— Description of the task —
Each entry has to be set down again with no alteration.

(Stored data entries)
-=-=-
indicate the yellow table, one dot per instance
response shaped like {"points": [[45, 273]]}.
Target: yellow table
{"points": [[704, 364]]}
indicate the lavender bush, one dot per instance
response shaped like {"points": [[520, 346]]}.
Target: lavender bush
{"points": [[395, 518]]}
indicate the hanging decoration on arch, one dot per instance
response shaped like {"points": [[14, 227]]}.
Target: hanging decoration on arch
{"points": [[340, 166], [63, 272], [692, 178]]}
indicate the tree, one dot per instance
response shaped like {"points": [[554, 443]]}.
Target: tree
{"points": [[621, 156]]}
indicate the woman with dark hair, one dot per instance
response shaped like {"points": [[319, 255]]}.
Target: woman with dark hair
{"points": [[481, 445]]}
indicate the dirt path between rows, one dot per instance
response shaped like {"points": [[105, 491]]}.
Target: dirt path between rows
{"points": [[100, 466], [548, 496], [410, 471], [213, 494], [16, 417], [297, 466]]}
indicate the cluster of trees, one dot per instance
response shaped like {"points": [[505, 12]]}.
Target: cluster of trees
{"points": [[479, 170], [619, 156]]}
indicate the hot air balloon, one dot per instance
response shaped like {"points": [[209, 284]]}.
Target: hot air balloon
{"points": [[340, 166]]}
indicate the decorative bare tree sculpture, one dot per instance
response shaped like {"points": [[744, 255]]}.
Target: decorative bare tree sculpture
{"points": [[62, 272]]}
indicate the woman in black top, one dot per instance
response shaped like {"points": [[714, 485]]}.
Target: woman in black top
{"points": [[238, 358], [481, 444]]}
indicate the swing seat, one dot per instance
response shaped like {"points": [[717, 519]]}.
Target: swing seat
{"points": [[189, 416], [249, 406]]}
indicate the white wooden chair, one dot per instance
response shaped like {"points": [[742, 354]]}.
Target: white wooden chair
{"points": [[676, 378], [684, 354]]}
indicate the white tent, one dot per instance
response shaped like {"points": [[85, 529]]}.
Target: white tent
-=-=-
— Answer section —
indicate the yellow table, one dot per instance
response shaped like {"points": [[45, 273]]}.
Target: yellow table
{"points": [[704, 364]]}
indicate the lavender bush, one dot per instance
response shaped like {"points": [[520, 346]]}.
Target: lavender bush
{"points": [[395, 518]]}
indicate the hanging decoration on arch, one dot per instance
response shaped like {"points": [[14, 227]]}.
Target: hanging decoration on arch
{"points": [[340, 166], [63, 272], [692, 178]]}
indicate the tree, one dot per instance
response shaped like {"points": [[554, 443]]}.
Target: tree
{"points": [[621, 156]]}
indicate the woman with dark hair, one dot per instance
response shaped like {"points": [[319, 255]]}.
Target: woman with dark hair
{"points": [[481, 445]]}
indicate the dirt path between rows, one dot per instance
response shaped like {"points": [[105, 491]]}.
Target: dirt path between rows
{"points": [[100, 466], [548, 496], [410, 471], [213, 494], [16, 417], [297, 466]]}
indicate the cluster of trees, one dot per instance
response shaped like {"points": [[505, 12]]}.
Target: cluster of trees
{"points": [[479, 170], [619, 156]]}
indicate the hot air balloon, one dot per instance
response shaped like {"points": [[209, 284]]}.
Target: hot air balloon
{"points": [[340, 166]]}
indicate the decorative bare tree sculpture, one dot per instance
response shaped like {"points": [[744, 255]]}.
Target: decorative bare tree sculpture
{"points": [[62, 272]]}
indicate the woman in black top, one dot per instance
response shaped like {"points": [[714, 485]]}.
Target: woman in black top
{"points": [[238, 358], [481, 444]]}
indicate the swing seat, one dot per instance
response shaped like {"points": [[717, 519]]}.
Target: swing seat
{"points": [[189, 416], [249, 406]]}
indicate the white wooden chair, one dot per instance
response shaped like {"points": [[742, 354]]}.
Target: white wooden chair
{"points": [[676, 378], [684, 354]]}
indicate the white tent, one dot per instance
response shaped like {"points": [[85, 529]]}.
Target: white tent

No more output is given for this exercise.